[Start ENTRIES SUPPLIED]

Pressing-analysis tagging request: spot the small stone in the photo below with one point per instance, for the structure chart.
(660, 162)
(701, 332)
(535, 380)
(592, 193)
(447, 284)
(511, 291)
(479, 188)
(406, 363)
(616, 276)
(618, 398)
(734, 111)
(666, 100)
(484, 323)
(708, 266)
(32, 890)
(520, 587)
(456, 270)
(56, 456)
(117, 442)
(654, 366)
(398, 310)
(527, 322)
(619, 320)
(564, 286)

[End ENTRIES SUPPLIED]

TASK TO CARRY OUT
Please format all the entries above as a two-column CSV with the header row entry_text,answer. Give one row per entry, putting its text and its answer each in a single quoted field, with line breaks replaced by spaces.

RESPONSE
entry_text,answer
"Pressing-analysis tagging request: spot the small stone in the photo below with one point per instance, for the structure chart.","(660, 162) (701, 332) (535, 380) (592, 193) (447, 284) (511, 291) (479, 188) (406, 363) (616, 276) (618, 398) (734, 111) (666, 100) (484, 323) (708, 266) (32, 890) (520, 587) (456, 270) (56, 456) (117, 442) (654, 366) (398, 310) (527, 322) (619, 320) (564, 286)"